◆ Work order ◆
The answer is an exact repeat of the entries below, with the pictures omitted.

Start of Exercise data

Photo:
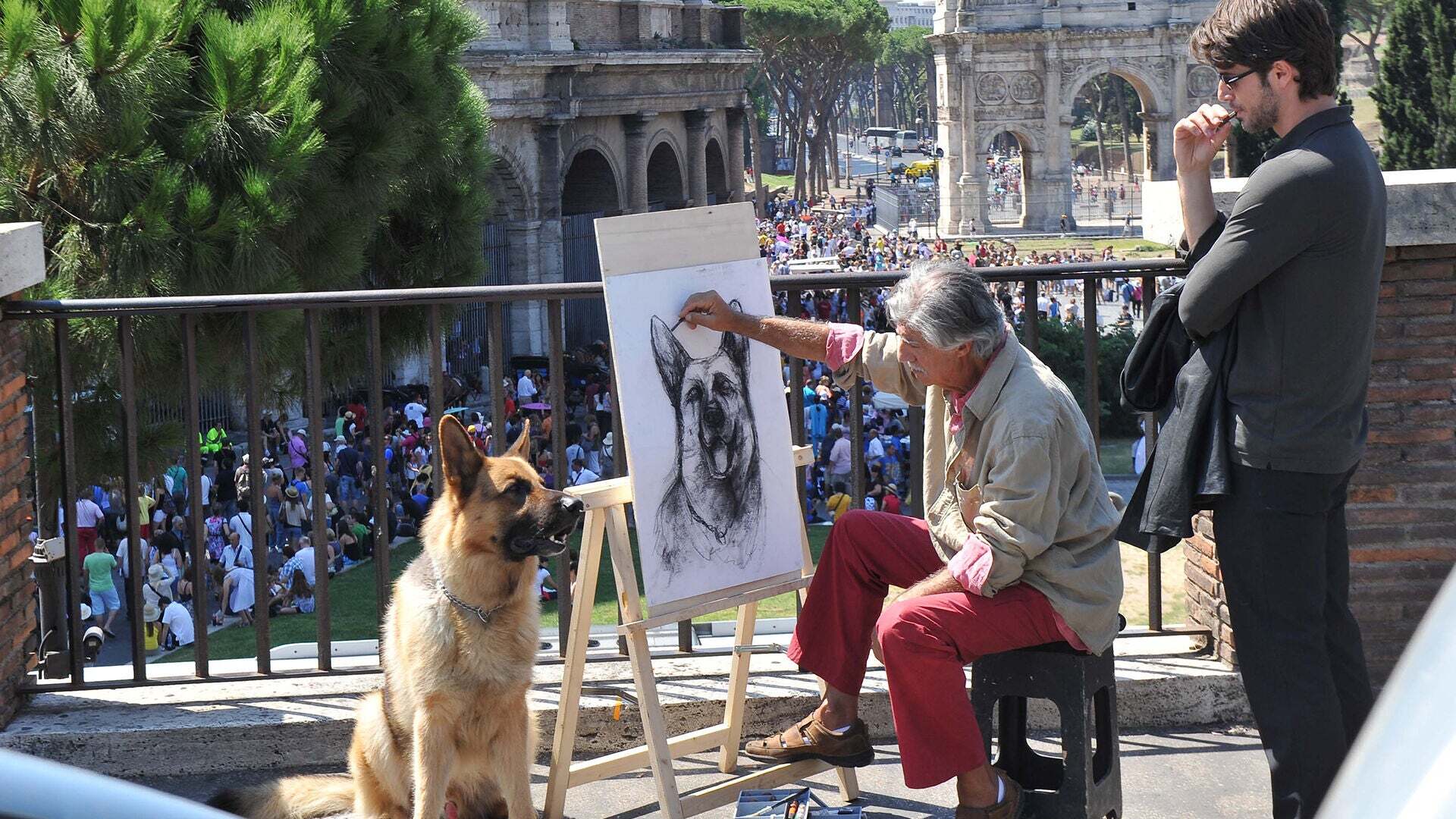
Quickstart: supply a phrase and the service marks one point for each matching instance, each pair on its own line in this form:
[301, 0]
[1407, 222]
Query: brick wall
[1402, 499]
[17, 582]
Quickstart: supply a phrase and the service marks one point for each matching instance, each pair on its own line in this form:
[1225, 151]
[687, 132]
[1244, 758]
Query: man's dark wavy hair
[1261, 33]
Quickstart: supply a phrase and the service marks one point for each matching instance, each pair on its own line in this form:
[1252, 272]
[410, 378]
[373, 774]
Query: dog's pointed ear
[523, 444]
[736, 346]
[672, 357]
[457, 457]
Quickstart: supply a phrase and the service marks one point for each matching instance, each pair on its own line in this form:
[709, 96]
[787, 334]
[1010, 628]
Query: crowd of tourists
[169, 532]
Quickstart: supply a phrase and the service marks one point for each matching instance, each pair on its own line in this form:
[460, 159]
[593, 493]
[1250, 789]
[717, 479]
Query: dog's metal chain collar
[482, 614]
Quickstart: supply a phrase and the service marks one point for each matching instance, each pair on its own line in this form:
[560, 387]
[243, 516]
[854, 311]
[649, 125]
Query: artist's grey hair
[948, 303]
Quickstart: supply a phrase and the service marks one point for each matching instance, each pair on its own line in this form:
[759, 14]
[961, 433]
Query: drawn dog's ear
[672, 357]
[736, 346]
[457, 457]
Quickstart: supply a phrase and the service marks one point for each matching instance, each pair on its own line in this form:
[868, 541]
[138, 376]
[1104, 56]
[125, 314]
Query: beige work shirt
[1038, 499]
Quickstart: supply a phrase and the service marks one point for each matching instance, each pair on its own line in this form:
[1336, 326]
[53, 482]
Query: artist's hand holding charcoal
[710, 309]
[1200, 136]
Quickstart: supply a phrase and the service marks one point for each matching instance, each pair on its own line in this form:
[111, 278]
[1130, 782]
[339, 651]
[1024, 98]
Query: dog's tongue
[718, 457]
[715, 452]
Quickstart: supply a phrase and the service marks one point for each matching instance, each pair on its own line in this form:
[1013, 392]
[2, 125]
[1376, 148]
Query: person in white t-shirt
[237, 554]
[525, 390]
[237, 595]
[242, 523]
[303, 558]
[416, 411]
[580, 474]
[177, 621]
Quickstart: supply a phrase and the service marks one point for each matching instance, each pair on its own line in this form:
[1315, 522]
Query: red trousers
[927, 642]
[85, 541]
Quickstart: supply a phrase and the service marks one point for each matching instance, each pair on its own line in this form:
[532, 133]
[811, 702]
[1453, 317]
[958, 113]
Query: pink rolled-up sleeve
[843, 344]
[973, 564]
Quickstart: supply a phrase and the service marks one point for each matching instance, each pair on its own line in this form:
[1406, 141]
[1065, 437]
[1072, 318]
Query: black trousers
[1286, 573]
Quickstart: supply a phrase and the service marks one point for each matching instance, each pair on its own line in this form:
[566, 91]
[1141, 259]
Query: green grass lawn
[1366, 117]
[1117, 457]
[1130, 248]
[778, 180]
[354, 608]
[353, 602]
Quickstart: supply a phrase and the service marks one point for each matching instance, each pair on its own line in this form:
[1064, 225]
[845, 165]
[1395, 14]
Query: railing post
[856, 417]
[1030, 316]
[313, 401]
[197, 526]
[379, 480]
[1155, 560]
[67, 500]
[563, 469]
[1090, 356]
[131, 484]
[256, 503]
[497, 354]
[437, 398]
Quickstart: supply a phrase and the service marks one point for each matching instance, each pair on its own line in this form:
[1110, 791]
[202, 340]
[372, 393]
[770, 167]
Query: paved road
[1194, 774]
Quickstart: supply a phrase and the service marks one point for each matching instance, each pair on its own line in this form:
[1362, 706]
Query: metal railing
[373, 303]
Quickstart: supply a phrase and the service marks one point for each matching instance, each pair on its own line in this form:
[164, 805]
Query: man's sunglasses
[1231, 79]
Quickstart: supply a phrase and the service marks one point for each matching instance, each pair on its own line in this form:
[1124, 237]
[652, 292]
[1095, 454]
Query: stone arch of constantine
[1017, 66]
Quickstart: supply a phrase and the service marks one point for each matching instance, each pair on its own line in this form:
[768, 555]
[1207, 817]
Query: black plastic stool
[1088, 784]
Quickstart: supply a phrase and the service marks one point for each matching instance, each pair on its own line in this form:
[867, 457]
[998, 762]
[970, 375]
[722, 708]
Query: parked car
[41, 789]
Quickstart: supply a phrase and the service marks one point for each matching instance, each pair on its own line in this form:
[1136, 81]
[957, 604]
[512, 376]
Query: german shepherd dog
[459, 640]
[712, 509]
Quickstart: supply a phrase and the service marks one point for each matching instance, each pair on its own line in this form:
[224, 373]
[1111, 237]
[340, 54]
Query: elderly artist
[1017, 547]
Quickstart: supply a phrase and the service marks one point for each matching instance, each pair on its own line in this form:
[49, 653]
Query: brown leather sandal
[808, 739]
[1008, 808]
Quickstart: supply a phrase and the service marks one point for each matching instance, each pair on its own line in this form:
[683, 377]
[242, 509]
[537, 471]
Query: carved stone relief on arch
[990, 89]
[1201, 82]
[1025, 88]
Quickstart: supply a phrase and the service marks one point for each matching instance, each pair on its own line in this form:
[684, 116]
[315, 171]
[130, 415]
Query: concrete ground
[1194, 773]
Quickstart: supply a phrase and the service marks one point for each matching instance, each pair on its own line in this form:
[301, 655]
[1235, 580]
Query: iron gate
[468, 347]
[585, 318]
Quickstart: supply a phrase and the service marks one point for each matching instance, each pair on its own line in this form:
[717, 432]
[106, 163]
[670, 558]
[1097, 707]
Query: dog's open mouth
[718, 453]
[546, 542]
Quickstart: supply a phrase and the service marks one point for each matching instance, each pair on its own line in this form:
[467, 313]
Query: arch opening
[590, 186]
[1110, 153]
[664, 180]
[1008, 167]
[717, 174]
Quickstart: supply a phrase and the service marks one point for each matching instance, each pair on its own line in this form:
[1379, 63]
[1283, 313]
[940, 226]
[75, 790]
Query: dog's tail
[293, 798]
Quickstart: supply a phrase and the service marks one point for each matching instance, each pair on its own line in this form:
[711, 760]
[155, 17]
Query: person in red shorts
[1015, 550]
[88, 523]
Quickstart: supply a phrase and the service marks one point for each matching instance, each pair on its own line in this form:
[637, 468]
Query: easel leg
[737, 687]
[574, 670]
[848, 780]
[654, 727]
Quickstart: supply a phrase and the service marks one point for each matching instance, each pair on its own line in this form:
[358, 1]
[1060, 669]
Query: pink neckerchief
[960, 398]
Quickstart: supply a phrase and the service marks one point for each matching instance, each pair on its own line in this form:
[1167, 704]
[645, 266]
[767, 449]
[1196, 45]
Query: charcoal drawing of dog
[712, 509]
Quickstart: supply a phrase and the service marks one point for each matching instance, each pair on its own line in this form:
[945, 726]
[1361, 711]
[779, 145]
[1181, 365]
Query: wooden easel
[606, 516]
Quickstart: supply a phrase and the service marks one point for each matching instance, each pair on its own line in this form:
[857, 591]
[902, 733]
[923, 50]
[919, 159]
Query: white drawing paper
[708, 435]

End of Exercise data

◆ Exercise response ◆
Photo:
Quickstart: supply a phrase and the service marks one point for each matching instance, each pair on its own line in this form:
[301, 0]
[1407, 222]
Query: brick wall
[1402, 499]
[17, 582]
Quickstart: supply a phrase and the service marks one point for each matching instance, each pair on its own line in this form:
[1225, 151]
[687, 132]
[1244, 758]
Query: man's dark wavy hair
[1261, 33]
Quickstart: supply a phrase and the service marks one point for each matching instance, each pair on its own line in this form:
[1252, 272]
[410, 378]
[373, 774]
Query: dog's pointed ear
[523, 444]
[736, 346]
[672, 357]
[457, 457]
Quickstart: supply a phrase and the service marks one point for each matching instance, each pair on its own line in this form:
[709, 96]
[787, 334]
[1010, 628]
Query: crowd of tourists
[169, 532]
Quickstart: supply a phrase and the service marks one point for each matching instance, each pair on its own line in this form:
[460, 159]
[593, 493]
[1250, 789]
[717, 479]
Query: dog's metal chain collar
[482, 614]
Quickstart: supply a phrase and the service marks one point for each matching instance, each pair on its own line in this form:
[560, 387]
[243, 516]
[854, 311]
[649, 125]
Query: artist's grey hair
[948, 303]
Quickstart: supply a phrase and the service marks one point for each matching instance, each pair on its own line in this form:
[759, 14]
[961, 433]
Query: drawn dog's ear
[672, 357]
[736, 346]
[457, 457]
Quickstart: supply a phrase and the service marks one point for each matching instance, each pair on its own line in this form:
[868, 541]
[138, 376]
[1104, 56]
[125, 314]
Query: beige work shirt
[1038, 499]
Quickstart: supply a phrase and the service marks one point for each matching instance, each pair on its own line in this form:
[1336, 326]
[53, 482]
Query: artist's hand holding charcoal
[710, 309]
[1200, 136]
Quickstart: supply a phrase and the service marks one point for each matching instance, each pair on its own line in this form:
[111, 278]
[1130, 782]
[339, 651]
[1024, 98]
Query: dog's tongue
[718, 457]
[715, 452]
Quickstart: supply a phrase and the service marks one point for each matching instance, each pair on its own line in this form:
[1013, 392]
[2, 125]
[1376, 148]
Query: person in white t-shirt
[237, 554]
[525, 390]
[237, 595]
[242, 523]
[303, 558]
[416, 411]
[580, 474]
[177, 621]
Quickstart: supply a phrase and the service marks one point for each matching instance, each pair on its own line in this form:
[1315, 522]
Query: red trousers
[927, 642]
[85, 541]
Quickstart: supply a phrase and the service marks one point for each matching instance, each pair on its own line in this form:
[532, 133]
[811, 702]
[1453, 317]
[958, 113]
Query: pink rolled-up sleeve
[843, 344]
[973, 564]
Quickstart: supply a phrase and the service marks one point for each matching instance, each pair on its own line in this form:
[1406, 141]
[1065, 437]
[1072, 318]
Query: black trousers
[1286, 573]
Quickstart: supply a phrase and the service marks one point for each matching instance, each pair on its own line in this form:
[566, 91]
[1141, 259]
Query: green grass lawn
[1366, 117]
[1117, 457]
[1130, 248]
[778, 180]
[354, 608]
[353, 602]
Quickstart: supply a phrase and the service marks one point for each matching instance, each pair on its own line in this form:
[1064, 225]
[845, 165]
[1395, 14]
Query: railing post
[856, 417]
[1030, 316]
[313, 401]
[197, 526]
[379, 480]
[1155, 560]
[67, 500]
[563, 469]
[1090, 356]
[131, 484]
[256, 503]
[497, 354]
[437, 398]
Quickstart: supply a phrase and the service marks one point for each matching instance, each pair on its own line in this form:
[1110, 791]
[202, 340]
[372, 393]
[770, 167]
Query: paved road
[1194, 774]
Quickstart: supply a phrase and the service marks one point for each matching instance, each pair on its own line in this form:
[1362, 706]
Query: metal railing
[373, 303]
Quickstart: supply a phrase and the service marks one point for each matching instance, each pair on its own line in this form:
[164, 805]
Query: man's sunglasses
[1231, 79]
Quickstart: supply a phrase and the service marks one point for each matching instance, each pair on its own line in this form:
[1124, 237]
[652, 292]
[1095, 454]
Query: stone arch of constantine
[1017, 66]
Quickstart: supply a phrase and the service marks one point for each matching instance, each pair on its own line in this form:
[768, 555]
[1207, 817]
Query: black plastic stool
[1088, 784]
Quickstart: supply a phrase and the service marks one point for each matching instance, each pair on its own line in this form:
[867, 457]
[998, 762]
[970, 375]
[722, 708]
Query: parked car
[41, 789]
Quickstart: supply a phrase and the service marks one point for each matching instance, each pair on its own line in this form:
[1136, 81]
[957, 604]
[512, 376]
Query: german shepherd dog
[459, 640]
[712, 509]
Quickstart: supply a phrase and the service marks one point for each matching instance, each pair on its own line in this form:
[224, 373]
[1111, 237]
[340, 54]
Query: elderly artist
[1017, 547]
Quickstart: supply a phrase and the service marks one point for each matching instance, each pair on its own line in this form:
[49, 653]
Query: brown leather sandal
[808, 739]
[1008, 808]
Quickstart: supply a phrase and the service marks one point for each matching instance, each pair on its own line in this form:
[683, 377]
[242, 509]
[537, 471]
Query: carved stone relief on arch
[990, 89]
[1201, 82]
[1025, 88]
Quickstart: supply a phrase and the service marks one point for each matching instance, each pair on its own line in this form:
[684, 116]
[315, 171]
[130, 415]
Query: concrete ground
[1194, 773]
Quickstart: supply a phrase and the service marks one point for each matching instance, each pair on its own line in this form:
[301, 655]
[1235, 580]
Query: iron gate
[468, 347]
[585, 318]
Quickstart: supply a phrase and the service marks one point for each matching instance, each pair on its own line in this form:
[717, 432]
[106, 163]
[670, 558]
[1097, 707]
Query: dog's open mouth
[718, 453]
[546, 542]
Quickstart: supply a phrase and the service marks one point for each matching instance, each pair on its own line in this form:
[467, 313]
Query: arch opening
[590, 186]
[1110, 153]
[664, 180]
[1008, 167]
[717, 174]
Quickstart: supply a phrase and the service marks one point for each matching instance, each pair on its own line in this form:
[1379, 63]
[1283, 313]
[940, 226]
[75, 790]
Query: dog's tail
[293, 798]
Quickstart: supply a phrase and the service marks one point for each matching instance, each pair on its own line in this form:
[711, 760]
[155, 17]
Query: person in red shorts
[1015, 550]
[88, 523]
Quickstart: supply a phrase and the service marks one point for each matching instance, each pair on its own line in this form:
[637, 468]
Query: easel leg
[737, 687]
[574, 670]
[848, 780]
[654, 727]
Quickstart: supply a phrase and the service marks one point for each matching instance, each pair on its own line in this form:
[358, 1]
[1060, 669]
Query: pink neckerchief
[960, 398]
Quickstart: supply a phrase and the service marks one point for each matching instance, each pair on its own line in this form:
[1167, 704]
[645, 266]
[767, 449]
[1196, 45]
Query: charcoal drawing of dog
[712, 509]
Quickstart: supply a phrase and the service marks one point for each matching instance, each pair on its own line in this form:
[945, 726]
[1361, 711]
[779, 145]
[1181, 365]
Query: wooden easel
[606, 516]
Quickstart: supply a phrase and the service marks one point for each matching instance, each pair on its own line in this form:
[857, 591]
[902, 733]
[923, 50]
[919, 159]
Query: white drawing paper
[708, 435]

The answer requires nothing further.